• **Passage provided**

════════

Sunday, February 28, 2016

Just another week in Sal

Dear Family,

This week has been quite awesome. :)

So basically it all starts with the amazing people we have found each day and how we had a baptism this week... thats always good right?!

SO Nadia. she was the one baptized this week. She is amazing. she invited 43 people to her baptism... not all showed up but many of them did and her foster mom made her a cake and everything. She was so happy the whole day and her friends where so supportive. I am excited to see her progress. she is already a great missionary. i think her baptism was filled with the most people i have seen in my whole mission. and she entered the freezing cold water with no complaints! I dont know why.. maybe because it is february but it is FREEZING here in sal. i wear a jacket constantly and am still cold... haha but its fine. people let us in more easy because they see us suffering.

So yeah... nadia was a door contact. her and her family had already been taught before. we are still working with the mom. her mom works so much to put food on the table and has trouble getting to church but she has desire to change and knows she needs to. and i think the spirit nadia has now will help her mother greatly!

other great miracles is Eugenio!!!! He was in the same hiache ride as us when we returned from Palmeira one day- he is the one who stopped and talked to us and asked where we were from and what we were doing. We told him and he seemed super interested. IN our first lesson we saw how he is super prepared. and he came to church on sunday and has already read 50 pages in the book of mormon. he understood the story of nephi and was already quoting.. i will go and i will do! haha He has a rough story.. when he was born his mom died the same day. his dad kind of blames him for the death and doesnt pay any attention to his son. he says that he joined the army to try and get some attention and now he feels like he is on the right track following the church. during our lesson of the plan of salvation we felt the spirit so strong as we talked about his mom in the spirit world and how she has the opportunity to accept the gospel aswell. he needs to take the first steps! And he is super excited to learn more and prepare for baptism in march. i will keep updates on him.

════════

• **Stored records**
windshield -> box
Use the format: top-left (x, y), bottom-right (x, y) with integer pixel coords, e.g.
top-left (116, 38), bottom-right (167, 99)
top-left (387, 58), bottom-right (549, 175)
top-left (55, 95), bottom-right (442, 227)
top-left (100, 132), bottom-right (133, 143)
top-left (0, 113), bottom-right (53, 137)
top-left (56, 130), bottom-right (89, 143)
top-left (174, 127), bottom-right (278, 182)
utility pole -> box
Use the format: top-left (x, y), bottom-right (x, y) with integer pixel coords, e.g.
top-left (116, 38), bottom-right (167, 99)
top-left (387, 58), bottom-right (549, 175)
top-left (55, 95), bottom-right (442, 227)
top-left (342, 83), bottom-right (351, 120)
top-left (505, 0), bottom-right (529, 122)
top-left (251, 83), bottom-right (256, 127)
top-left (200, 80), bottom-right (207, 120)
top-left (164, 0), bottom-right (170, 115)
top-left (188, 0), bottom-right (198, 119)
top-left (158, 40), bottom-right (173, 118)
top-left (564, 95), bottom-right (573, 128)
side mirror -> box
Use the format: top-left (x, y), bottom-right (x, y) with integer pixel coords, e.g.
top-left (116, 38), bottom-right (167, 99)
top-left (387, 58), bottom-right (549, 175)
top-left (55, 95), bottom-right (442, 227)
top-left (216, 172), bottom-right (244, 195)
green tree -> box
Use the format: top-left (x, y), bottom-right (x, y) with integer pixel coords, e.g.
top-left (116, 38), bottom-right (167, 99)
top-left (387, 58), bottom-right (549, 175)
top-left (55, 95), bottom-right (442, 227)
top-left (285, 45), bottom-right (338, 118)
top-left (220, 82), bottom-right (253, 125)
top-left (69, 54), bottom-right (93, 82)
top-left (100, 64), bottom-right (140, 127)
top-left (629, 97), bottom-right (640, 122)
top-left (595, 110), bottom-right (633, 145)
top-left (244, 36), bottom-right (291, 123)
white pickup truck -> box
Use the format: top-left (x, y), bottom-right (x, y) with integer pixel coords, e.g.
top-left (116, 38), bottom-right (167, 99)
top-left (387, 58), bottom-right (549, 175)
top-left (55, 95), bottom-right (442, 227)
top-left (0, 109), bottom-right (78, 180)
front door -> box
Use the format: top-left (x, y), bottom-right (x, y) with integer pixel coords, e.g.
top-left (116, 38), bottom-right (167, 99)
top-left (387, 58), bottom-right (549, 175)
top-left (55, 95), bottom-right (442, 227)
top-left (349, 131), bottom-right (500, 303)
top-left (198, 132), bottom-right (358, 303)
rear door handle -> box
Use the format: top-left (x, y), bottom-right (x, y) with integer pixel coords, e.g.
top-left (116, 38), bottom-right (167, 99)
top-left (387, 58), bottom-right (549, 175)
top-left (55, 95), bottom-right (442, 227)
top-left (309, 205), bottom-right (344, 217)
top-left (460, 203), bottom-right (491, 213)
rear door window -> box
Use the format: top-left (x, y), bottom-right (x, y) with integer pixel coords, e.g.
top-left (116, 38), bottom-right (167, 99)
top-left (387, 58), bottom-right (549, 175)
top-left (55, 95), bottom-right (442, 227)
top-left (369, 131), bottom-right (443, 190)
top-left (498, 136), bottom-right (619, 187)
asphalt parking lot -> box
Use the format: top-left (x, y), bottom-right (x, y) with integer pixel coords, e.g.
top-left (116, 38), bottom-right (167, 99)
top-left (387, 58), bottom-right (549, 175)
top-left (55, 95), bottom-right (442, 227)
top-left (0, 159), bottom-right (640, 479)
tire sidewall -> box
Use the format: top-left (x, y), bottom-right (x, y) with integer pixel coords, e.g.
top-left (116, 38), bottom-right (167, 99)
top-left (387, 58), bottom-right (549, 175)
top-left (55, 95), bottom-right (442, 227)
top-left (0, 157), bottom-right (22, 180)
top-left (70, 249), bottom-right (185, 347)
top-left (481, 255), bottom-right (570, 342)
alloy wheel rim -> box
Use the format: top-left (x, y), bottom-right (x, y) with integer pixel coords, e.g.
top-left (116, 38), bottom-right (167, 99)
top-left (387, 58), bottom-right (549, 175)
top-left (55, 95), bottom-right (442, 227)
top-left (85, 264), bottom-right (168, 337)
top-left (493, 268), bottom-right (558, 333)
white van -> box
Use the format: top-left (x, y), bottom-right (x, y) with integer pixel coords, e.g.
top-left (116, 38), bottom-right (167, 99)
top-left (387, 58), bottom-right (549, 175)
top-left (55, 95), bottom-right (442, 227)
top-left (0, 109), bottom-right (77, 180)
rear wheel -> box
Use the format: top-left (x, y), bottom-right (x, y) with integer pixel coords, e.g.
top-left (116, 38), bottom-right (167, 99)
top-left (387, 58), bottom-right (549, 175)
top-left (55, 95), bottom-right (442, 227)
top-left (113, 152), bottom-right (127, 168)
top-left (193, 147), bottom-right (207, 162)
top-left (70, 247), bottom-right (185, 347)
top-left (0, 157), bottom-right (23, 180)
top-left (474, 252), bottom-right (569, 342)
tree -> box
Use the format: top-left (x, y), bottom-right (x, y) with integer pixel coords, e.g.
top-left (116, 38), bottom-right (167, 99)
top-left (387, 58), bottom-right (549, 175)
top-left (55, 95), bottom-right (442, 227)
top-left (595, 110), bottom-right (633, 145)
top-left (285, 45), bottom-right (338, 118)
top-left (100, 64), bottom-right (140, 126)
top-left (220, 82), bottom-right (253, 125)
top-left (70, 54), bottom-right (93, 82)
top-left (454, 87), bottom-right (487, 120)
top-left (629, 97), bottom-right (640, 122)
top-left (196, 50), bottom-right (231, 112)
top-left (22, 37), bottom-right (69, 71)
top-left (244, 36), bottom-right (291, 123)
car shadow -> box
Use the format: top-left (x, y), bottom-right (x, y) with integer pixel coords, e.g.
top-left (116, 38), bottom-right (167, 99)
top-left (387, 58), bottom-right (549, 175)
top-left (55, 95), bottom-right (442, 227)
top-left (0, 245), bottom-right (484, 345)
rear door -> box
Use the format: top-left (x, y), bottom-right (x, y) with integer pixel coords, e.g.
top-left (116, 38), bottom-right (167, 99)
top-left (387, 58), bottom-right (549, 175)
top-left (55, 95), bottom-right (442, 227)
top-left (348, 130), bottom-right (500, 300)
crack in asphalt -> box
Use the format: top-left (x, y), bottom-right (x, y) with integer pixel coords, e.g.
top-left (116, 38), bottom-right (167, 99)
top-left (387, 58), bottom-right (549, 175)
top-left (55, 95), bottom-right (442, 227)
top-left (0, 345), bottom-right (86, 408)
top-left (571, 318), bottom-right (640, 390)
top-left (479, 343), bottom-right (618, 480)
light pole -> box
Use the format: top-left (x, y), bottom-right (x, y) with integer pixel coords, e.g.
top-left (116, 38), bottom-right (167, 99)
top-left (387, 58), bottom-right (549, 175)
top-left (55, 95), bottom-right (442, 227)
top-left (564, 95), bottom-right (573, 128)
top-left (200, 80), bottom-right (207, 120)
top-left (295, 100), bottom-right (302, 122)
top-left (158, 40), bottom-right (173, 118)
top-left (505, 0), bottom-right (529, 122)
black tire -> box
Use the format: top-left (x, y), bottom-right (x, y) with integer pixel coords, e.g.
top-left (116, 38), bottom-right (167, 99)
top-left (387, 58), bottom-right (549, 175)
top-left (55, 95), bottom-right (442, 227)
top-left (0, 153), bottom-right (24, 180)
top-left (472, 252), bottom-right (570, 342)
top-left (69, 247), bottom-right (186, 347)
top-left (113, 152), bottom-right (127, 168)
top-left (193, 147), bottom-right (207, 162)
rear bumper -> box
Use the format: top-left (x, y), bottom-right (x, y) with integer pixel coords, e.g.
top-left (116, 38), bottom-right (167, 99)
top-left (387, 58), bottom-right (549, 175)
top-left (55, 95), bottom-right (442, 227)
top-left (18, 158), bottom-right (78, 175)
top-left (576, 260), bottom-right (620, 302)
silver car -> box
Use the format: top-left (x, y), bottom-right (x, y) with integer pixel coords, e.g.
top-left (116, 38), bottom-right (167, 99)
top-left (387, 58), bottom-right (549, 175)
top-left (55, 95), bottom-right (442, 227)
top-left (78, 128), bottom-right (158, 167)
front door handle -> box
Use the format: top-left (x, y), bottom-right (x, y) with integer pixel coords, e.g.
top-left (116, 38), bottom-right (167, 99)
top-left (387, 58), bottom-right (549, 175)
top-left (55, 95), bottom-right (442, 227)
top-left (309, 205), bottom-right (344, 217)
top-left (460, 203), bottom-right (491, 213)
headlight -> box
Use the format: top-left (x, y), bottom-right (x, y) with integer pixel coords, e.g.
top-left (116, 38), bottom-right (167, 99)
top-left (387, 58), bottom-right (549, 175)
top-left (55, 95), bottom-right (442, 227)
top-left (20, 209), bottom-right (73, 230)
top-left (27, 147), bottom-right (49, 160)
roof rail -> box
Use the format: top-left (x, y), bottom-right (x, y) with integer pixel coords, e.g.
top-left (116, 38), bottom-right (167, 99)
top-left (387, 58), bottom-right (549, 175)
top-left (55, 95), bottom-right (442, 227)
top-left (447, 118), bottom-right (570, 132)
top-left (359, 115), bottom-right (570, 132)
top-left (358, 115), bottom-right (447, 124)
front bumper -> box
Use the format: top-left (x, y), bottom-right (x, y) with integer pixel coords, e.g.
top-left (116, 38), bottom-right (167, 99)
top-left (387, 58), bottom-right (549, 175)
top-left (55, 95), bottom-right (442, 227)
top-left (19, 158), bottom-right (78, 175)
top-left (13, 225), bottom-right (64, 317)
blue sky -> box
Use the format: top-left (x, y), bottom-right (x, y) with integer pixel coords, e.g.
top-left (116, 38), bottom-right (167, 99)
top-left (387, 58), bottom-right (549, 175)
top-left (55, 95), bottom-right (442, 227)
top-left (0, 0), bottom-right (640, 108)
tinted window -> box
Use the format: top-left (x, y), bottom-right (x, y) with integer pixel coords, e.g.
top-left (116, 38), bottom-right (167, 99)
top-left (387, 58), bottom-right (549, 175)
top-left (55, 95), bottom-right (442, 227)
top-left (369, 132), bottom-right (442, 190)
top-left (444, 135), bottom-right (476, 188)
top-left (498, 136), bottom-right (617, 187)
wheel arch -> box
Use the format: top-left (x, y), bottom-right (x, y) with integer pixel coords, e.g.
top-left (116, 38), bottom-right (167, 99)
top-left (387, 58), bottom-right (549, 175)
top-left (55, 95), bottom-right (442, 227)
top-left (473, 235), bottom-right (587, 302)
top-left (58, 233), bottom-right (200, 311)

════════

• **What to do**
A. List every personal name that appears in the letter.
B. Quote the letter from "SO Nadia. she" to "see us suffering.".
None of the entries are required for this work.

• **Solutions to the exercise**
A. Nadia, Eugenio, Nephi

B.
SO Nadia. she was the one baptized this week. She is amazing. she invited 43 people to her baptism... not all showed up but many of them did and her foster mom made her a cake and everything. She was so happy the whole day and her friends where so supportive. I am excited to see her progress. she is already a great missionary. i think her baptism was filled with the most people i have seen in my whole mission. and she entered the freezing cold water with no complaints! I dont know why.. maybe because it is february but it is FREEZING here in sal. i wear a jacket constantly and am still cold... haha but its fine. people let us in more easy because they see us suffering.